▶ TEXT PROVIDED
▬▬▬▬▬▬

An Overview
Huntsville is one of the best places to live in part due to how far your paycheck goes here. But, housing costs have skyrocketed over the past decade.
While it’s true that labor and materials have become more expensive, the primary reason is a simple one: Supply and demand. All else equal, when demand outstrips supply, prices rise. And when supply outstrips demand, prices fall.
Huntsville is hardly alone. Cities across the US are facing severe nationwide housing crises. Nationwide, half of renters must spend more than 30 percent of their income on housing.
This is a direct result of cities severely underbuilding housing.
Again, Huntsville is no exception. While Huntsville added 35,111 new residents between 2010-2020, we only added 8,653 new housing units between 2004 and 2020. If projections are correct, Huntsville will end up having added 28,089 new units of housing between 2004 and 2024. But even that isn’t going to be enough to lower average rents.
The only way to lower average housing costs in Huntsville is to build abundant, affordable, dense new housing.
That data is clear that when cities build, average rents decrease. That’s what happened in Seattle and the Navy Yard neighborhood of Washington, D.C. We can see supply and demand impacting housing prices through the fact that rents fell in expensive cities after people left during the pandemic.
Building more dense housing means everyone pays less for shelter, which frees up resources and alleviates stress for families across Huntsville.
But that’s only the beginning.

▬▬▬▬▬▬

▶ THINGS TO DO
a. Answer these from the Huntsville housing text:
(i) How many new residents did Huntsville add between 2010 and 2020?
(ii) What share of renters nationwide must spend more than 30 percent of their income on housing?
(iii) Which two places are named as examples where building more housing lowered average rents?
b. Write out the passage of the Huntsville housing text starting at "That data is" and ending at "during the pandemic.", substituting "Minneapolis" for "Seattle".
None of the rows have any connection to the Huntsville housing text.

▬▬▬▬▬▬

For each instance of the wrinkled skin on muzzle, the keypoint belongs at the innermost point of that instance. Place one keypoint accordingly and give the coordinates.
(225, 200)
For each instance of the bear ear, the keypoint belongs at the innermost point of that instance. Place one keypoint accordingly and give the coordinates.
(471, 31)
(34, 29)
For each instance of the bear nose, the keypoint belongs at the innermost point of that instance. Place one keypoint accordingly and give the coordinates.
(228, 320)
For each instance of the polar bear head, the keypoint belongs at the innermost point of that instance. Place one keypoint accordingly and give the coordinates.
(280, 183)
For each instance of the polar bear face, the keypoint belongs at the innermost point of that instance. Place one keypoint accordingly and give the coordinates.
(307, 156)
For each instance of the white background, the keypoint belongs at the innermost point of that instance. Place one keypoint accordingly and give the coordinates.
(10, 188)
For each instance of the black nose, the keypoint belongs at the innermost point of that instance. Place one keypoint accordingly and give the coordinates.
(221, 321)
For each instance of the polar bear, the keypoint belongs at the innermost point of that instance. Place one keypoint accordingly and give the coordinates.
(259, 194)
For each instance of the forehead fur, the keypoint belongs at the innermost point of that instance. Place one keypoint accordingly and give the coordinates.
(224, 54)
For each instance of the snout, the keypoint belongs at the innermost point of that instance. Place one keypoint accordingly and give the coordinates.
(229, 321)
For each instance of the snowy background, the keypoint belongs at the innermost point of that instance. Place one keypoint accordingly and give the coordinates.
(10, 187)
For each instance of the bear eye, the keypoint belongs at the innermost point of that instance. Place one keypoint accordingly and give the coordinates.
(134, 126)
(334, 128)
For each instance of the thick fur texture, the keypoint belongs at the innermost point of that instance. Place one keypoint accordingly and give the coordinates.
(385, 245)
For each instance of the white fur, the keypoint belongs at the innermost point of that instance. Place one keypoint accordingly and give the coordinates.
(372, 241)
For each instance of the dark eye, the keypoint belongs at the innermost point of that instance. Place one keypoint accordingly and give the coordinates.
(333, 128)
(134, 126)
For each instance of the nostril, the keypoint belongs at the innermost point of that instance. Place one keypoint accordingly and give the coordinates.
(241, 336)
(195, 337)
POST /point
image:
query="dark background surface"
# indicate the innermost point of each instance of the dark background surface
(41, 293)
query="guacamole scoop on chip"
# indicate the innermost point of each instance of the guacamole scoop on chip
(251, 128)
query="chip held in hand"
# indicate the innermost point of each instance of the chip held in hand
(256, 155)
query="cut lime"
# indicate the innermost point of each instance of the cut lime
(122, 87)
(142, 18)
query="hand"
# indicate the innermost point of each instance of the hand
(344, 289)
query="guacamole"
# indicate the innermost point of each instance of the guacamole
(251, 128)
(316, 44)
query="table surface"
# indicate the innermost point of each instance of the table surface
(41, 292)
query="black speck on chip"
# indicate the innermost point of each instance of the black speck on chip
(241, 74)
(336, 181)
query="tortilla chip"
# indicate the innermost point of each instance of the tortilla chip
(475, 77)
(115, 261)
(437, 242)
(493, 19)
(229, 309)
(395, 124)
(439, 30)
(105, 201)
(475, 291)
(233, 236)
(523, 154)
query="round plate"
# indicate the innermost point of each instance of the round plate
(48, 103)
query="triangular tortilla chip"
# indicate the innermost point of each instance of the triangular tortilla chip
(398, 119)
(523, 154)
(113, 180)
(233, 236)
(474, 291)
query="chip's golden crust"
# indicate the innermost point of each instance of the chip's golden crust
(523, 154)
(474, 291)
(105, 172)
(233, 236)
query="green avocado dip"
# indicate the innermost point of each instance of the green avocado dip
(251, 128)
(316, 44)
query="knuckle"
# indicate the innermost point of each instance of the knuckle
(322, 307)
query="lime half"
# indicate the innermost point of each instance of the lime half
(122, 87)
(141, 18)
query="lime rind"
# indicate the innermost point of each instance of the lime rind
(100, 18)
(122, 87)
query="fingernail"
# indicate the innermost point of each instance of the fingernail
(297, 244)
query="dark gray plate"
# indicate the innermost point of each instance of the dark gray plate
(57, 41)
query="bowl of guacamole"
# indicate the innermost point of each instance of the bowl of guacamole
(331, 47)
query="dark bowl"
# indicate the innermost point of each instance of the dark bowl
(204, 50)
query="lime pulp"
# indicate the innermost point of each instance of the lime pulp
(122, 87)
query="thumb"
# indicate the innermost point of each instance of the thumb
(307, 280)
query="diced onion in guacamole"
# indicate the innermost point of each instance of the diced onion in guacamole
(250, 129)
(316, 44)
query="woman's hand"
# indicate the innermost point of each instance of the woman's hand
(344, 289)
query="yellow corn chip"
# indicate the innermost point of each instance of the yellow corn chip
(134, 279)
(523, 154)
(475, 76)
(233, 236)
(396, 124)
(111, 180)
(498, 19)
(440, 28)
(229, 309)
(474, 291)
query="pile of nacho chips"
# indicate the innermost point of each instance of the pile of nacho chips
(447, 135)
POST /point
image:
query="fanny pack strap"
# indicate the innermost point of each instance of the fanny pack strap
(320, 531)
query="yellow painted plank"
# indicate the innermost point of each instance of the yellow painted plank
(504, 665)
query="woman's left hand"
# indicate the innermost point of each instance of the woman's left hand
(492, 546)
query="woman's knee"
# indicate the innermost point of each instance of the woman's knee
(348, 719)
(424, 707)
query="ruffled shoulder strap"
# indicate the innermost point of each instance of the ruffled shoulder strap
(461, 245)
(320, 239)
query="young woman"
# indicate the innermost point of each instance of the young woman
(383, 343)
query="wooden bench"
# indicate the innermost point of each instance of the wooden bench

▬▬▬▬▬▬

▶ ANSWER SET
a.
(i) 35,111
(ii) Half
(iii) Seattle and the Navy Yard neighborhood of Washington, D.C.

b.
That data is clear that when cities build, average rents decrease. That’s what happened in Minneapolis and the Navy Yard neighborhood of Washington, D.C. We can see supply and demand impacting housing prices through the fact that rents fell in expensive cities after people left during the pandemic.